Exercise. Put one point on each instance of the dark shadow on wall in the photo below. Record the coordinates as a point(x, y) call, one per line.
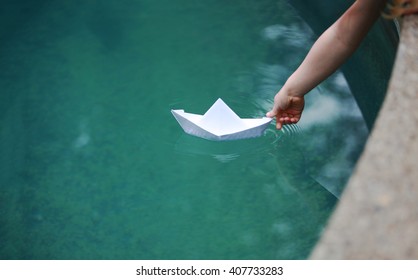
point(369, 69)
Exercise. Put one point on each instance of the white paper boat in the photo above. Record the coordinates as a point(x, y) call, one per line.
point(220, 123)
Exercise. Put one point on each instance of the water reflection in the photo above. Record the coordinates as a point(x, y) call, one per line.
point(96, 166)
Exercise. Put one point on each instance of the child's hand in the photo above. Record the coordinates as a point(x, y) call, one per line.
point(287, 109)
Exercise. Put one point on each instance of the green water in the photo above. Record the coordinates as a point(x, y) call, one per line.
point(93, 165)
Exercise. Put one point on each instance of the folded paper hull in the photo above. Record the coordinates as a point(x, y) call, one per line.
point(190, 124)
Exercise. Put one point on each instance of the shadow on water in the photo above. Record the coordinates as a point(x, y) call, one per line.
point(94, 166)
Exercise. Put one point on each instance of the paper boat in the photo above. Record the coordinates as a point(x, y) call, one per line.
point(220, 123)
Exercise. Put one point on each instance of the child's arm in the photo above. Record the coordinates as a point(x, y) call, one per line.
point(328, 53)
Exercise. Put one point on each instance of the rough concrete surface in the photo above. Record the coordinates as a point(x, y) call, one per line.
point(377, 217)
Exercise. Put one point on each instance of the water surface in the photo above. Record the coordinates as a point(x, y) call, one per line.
point(93, 165)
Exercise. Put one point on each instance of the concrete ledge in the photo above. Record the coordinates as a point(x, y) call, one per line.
point(377, 217)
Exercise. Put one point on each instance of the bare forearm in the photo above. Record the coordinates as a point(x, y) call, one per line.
point(334, 46)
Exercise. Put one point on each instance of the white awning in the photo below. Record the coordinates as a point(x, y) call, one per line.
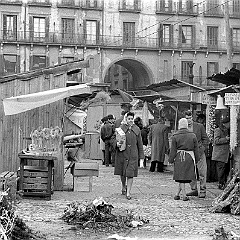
point(23, 103)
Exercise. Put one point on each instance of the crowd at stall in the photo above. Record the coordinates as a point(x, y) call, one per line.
point(125, 143)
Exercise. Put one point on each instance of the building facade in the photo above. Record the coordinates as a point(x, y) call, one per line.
point(129, 43)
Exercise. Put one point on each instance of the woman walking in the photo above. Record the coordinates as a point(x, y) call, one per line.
point(221, 151)
point(126, 161)
point(184, 154)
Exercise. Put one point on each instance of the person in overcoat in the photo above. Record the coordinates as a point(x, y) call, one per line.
point(184, 154)
point(158, 139)
point(126, 161)
point(221, 152)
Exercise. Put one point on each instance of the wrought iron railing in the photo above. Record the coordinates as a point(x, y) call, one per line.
point(112, 41)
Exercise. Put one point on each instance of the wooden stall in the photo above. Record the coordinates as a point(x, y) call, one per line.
point(15, 130)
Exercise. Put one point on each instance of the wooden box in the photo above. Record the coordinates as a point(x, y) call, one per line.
point(85, 169)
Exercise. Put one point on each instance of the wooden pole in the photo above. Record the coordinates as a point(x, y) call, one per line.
point(228, 35)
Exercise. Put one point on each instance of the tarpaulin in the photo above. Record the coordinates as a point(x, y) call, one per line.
point(23, 103)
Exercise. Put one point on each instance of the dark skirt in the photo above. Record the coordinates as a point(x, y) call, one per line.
point(183, 181)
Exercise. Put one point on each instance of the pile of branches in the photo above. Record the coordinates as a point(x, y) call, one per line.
point(229, 199)
point(98, 216)
point(11, 226)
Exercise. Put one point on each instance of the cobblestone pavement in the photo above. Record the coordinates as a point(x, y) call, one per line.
point(152, 198)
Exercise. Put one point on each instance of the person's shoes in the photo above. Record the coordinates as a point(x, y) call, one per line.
point(176, 197)
point(128, 197)
point(186, 199)
point(202, 195)
point(193, 193)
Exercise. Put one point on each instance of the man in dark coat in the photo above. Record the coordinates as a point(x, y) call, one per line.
point(126, 161)
point(158, 138)
point(107, 131)
point(203, 143)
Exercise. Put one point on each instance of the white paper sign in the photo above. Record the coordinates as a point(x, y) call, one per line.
point(232, 98)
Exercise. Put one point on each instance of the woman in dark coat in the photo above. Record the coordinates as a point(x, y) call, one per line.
point(184, 154)
point(126, 161)
point(221, 152)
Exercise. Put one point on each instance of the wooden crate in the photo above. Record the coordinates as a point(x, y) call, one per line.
point(36, 181)
point(85, 169)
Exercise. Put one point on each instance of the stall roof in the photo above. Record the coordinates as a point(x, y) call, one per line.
point(230, 77)
point(171, 84)
point(228, 89)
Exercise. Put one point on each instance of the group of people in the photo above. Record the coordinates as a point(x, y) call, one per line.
point(187, 153)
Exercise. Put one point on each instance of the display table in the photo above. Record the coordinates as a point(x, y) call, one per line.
point(36, 175)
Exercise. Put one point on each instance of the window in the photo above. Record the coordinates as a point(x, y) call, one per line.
point(165, 5)
point(67, 59)
point(10, 27)
point(10, 64)
point(39, 62)
point(236, 65)
point(39, 28)
point(212, 68)
point(212, 36)
point(236, 37)
point(186, 36)
point(129, 33)
point(165, 69)
point(91, 32)
point(186, 70)
point(67, 30)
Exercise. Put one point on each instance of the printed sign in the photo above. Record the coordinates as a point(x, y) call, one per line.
point(232, 98)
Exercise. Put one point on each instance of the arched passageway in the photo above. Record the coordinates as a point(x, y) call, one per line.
point(128, 74)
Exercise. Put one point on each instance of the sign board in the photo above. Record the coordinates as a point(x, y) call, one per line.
point(232, 98)
point(209, 100)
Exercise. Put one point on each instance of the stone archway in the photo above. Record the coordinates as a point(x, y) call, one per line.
point(128, 74)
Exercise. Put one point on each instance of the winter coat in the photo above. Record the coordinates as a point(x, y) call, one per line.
point(203, 140)
point(158, 139)
point(220, 146)
point(184, 169)
point(126, 161)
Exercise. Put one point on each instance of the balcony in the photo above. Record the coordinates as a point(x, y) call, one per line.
point(92, 5)
point(68, 4)
point(10, 2)
point(234, 10)
point(213, 10)
point(133, 8)
point(108, 41)
point(187, 9)
point(43, 3)
point(164, 9)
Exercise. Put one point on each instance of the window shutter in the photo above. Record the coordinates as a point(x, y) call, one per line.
point(4, 25)
point(180, 6)
point(47, 28)
point(1, 65)
point(170, 6)
point(162, 4)
point(31, 29)
point(180, 36)
point(85, 29)
point(193, 36)
point(15, 26)
point(160, 35)
point(124, 4)
point(171, 36)
point(18, 64)
point(98, 32)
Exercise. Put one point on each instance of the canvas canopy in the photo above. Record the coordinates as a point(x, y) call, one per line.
point(23, 103)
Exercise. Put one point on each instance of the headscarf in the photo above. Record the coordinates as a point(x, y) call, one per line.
point(183, 123)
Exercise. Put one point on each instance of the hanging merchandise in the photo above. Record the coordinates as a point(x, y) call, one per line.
point(234, 112)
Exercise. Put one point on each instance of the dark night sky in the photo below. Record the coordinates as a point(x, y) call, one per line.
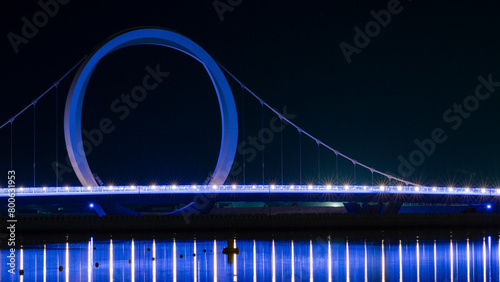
point(394, 91)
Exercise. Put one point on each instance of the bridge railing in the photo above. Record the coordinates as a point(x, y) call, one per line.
point(79, 190)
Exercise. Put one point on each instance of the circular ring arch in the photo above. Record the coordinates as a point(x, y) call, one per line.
point(148, 36)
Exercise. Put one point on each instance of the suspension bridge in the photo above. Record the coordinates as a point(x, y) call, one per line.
point(388, 192)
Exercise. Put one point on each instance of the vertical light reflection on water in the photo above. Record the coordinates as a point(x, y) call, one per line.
point(44, 262)
point(435, 262)
point(175, 261)
point(383, 262)
point(195, 272)
point(273, 254)
point(366, 264)
point(451, 260)
point(400, 249)
point(489, 258)
point(329, 261)
point(154, 260)
point(347, 278)
point(21, 264)
point(418, 261)
point(235, 268)
point(484, 259)
point(132, 268)
point(255, 261)
point(215, 261)
point(293, 262)
point(468, 261)
point(110, 260)
point(311, 271)
point(67, 262)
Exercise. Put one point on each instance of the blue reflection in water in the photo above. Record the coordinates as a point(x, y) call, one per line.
point(329, 259)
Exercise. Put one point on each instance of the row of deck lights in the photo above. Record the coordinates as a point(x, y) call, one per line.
point(291, 187)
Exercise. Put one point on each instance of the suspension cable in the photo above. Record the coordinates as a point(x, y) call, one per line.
point(314, 138)
point(43, 94)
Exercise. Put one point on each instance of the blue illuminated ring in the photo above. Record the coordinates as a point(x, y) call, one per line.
point(149, 36)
──────────
### GIVEN REQUEST
Change "Record the coordinates" to "Write the coordinates" in the entries that begin at the line containing "Exercise. Put one point on each instance of the vertical" and end after the line containing "point(43, 94)". Give those lines again with nothing else altered.

### WRITTEN SOLUTION
Exercise. Put one point on each instance of the vertical light reflection on water in the photo above. Write the coordinates as a point(x, y) call, one per line.
point(44, 262)
point(435, 262)
point(175, 261)
point(383, 262)
point(195, 272)
point(273, 254)
point(366, 264)
point(451, 260)
point(400, 249)
point(489, 258)
point(329, 261)
point(154, 260)
point(347, 278)
point(21, 264)
point(418, 261)
point(235, 268)
point(484, 259)
point(132, 268)
point(255, 261)
point(215, 261)
point(293, 262)
point(468, 261)
point(110, 260)
point(311, 271)
point(67, 262)
Exercise. Put one point on each instance of the blue reflection in water in the photo above. Write the coordinates as a point(x, y) call, one per line.
point(329, 259)
Exercise. Put one point on each instance of the row of deck lights in the photo above. Write the coordinates as a point(x, y) call, one per line.
point(291, 187)
Exercise. Put one point on each instance of the suspension cable in the photo above. Write the coordinates as a point(x, y) call, one per line.
point(314, 138)
point(43, 94)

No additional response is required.